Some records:
--------
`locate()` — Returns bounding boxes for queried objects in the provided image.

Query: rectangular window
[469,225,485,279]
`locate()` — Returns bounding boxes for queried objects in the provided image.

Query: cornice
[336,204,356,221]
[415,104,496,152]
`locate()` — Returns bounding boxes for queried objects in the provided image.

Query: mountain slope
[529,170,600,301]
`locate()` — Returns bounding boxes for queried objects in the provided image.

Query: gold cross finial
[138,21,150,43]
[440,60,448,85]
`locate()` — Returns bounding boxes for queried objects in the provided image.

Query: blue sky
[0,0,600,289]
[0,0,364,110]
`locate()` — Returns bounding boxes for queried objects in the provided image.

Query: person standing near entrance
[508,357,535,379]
--------
* SHORT PROBLEM *
Quote the entire listing above word for word.

* WORKED SOLUTION *
`locate()` — Returns bounding boxes for queried objects in the provided image.

Query: rectangular window
[469,225,485,279]
`locate()` — Returns bounding boxes for queried objects in the provided image.

Query: cornice
[336,204,356,221]
[415,104,496,152]
`locate()` — Returns bounding boxes for queried objects in the provided image.

Query: mountain slope
[529,170,600,301]
`locate()` — Returns bounding boxes for queried objects in the provided image.

Query: gold cross finial
[138,21,150,43]
[440,60,448,85]
`locate()` — Returns bounding boxes for queried objects in the provided image.

Query: blue sky
[0,0,600,289]
[0,0,364,110]
`locate()` — Returns bounding boxes for queried objects in the provided image.

Query: person standing near entrance
[508,357,535,379]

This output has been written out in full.